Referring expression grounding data
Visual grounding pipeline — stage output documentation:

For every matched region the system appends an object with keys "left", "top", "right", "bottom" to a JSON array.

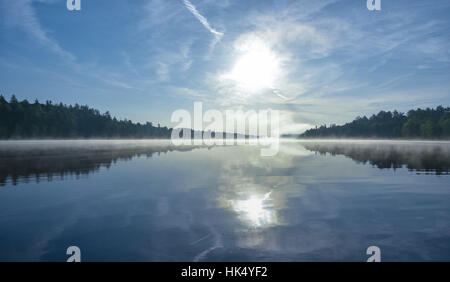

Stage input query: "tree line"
[
  {"left": 301, "top": 106, "right": 450, "bottom": 139},
  {"left": 0, "top": 95, "right": 171, "bottom": 139}
]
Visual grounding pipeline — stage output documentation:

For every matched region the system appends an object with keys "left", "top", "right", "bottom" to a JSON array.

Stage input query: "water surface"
[{"left": 0, "top": 140, "right": 449, "bottom": 261}]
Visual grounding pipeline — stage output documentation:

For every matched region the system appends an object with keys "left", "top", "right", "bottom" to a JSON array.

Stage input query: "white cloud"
[
  {"left": 182, "top": 0, "right": 224, "bottom": 40},
  {"left": 1, "top": 0, "right": 75, "bottom": 61},
  {"left": 156, "top": 62, "right": 170, "bottom": 82},
  {"left": 139, "top": 0, "right": 183, "bottom": 31}
]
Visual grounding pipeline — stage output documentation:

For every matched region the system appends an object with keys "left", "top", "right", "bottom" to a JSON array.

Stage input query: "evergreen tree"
[
  {"left": 0, "top": 96, "right": 172, "bottom": 139},
  {"left": 301, "top": 106, "right": 450, "bottom": 139}
]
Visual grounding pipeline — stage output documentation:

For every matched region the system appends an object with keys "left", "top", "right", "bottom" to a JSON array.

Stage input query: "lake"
[{"left": 0, "top": 139, "right": 449, "bottom": 261}]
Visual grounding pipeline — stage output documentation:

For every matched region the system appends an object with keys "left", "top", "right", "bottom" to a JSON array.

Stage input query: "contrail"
[
  {"left": 271, "top": 88, "right": 290, "bottom": 100},
  {"left": 182, "top": 0, "right": 223, "bottom": 40}
]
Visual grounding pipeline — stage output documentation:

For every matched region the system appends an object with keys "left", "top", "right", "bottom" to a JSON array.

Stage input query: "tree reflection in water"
[
  {"left": 0, "top": 140, "right": 201, "bottom": 186},
  {"left": 302, "top": 141, "right": 450, "bottom": 175}
]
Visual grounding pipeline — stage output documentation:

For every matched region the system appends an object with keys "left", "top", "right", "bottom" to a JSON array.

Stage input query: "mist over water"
[
  {"left": 300, "top": 140, "right": 450, "bottom": 175},
  {"left": 0, "top": 140, "right": 449, "bottom": 261},
  {"left": 0, "top": 140, "right": 201, "bottom": 186}
]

# What is being asked:
Set down every record exactly, without the pictures.

# Response box:
Visual grounding pipeline — stage output documentation:

For every matched region the system appends an object with keys "left", "top", "right", "bottom" to a JSON array.


Stage input query: "tree line"
[
  {"left": 301, "top": 106, "right": 450, "bottom": 139},
  {"left": 0, "top": 95, "right": 171, "bottom": 139}
]
Visual grounding pipeline — stage output documentation:

For every matched region the system appends an object with keys "left", "top", "right", "bottom" to a JSON array.

Stage input query: "water surface"
[{"left": 0, "top": 140, "right": 449, "bottom": 261}]
Visual grounding pipeline — stage output documentation:

For every matched region the system appends an object with keys "left", "top", "right", "bottom" to a JSON array.

Stage input query: "white cloud"
[
  {"left": 182, "top": 0, "right": 224, "bottom": 40},
  {"left": 1, "top": 0, "right": 75, "bottom": 61},
  {"left": 156, "top": 62, "right": 170, "bottom": 82},
  {"left": 139, "top": 0, "right": 183, "bottom": 31}
]
Visual grounding pipeline — stage output documentation:

For every matched region the system appends an object with keys "left", "top", "right", "bottom" to a JSON array.

Stage input query: "evergreen tree"
[
  {"left": 0, "top": 96, "right": 172, "bottom": 139},
  {"left": 301, "top": 106, "right": 450, "bottom": 139}
]
Visual grounding pipeline — stage output documentation:

For every matched region the system appends an object with keys "left", "top", "right", "bottom" to a JSON array.

Stage input query: "lake"
[{"left": 0, "top": 139, "right": 449, "bottom": 261}]
Visual grounding pipeline — stage output documentation:

For every matched region the system appends an object with keys "left", "top", "right", "bottom" to a JSON array.

Stage input query: "contrail"
[
  {"left": 271, "top": 88, "right": 290, "bottom": 100},
  {"left": 182, "top": 0, "right": 223, "bottom": 40}
]
Visual grounding pipeline — stage output documentation:

For every matched region the system appends an object with keys "left", "top", "right", "bottom" to a JSON array.

Stage input query: "tree reflection in water"
[
  {"left": 0, "top": 140, "right": 201, "bottom": 186},
  {"left": 302, "top": 141, "right": 450, "bottom": 175}
]
Visual grounding pipeline — stage output documentation:

For every matched region the system appends an object with keys "left", "top", "right", "bottom" to a JSON array.

Stage input query: "mist over water"
[
  {"left": 300, "top": 140, "right": 450, "bottom": 175},
  {"left": 0, "top": 140, "right": 449, "bottom": 261},
  {"left": 0, "top": 140, "right": 201, "bottom": 186}
]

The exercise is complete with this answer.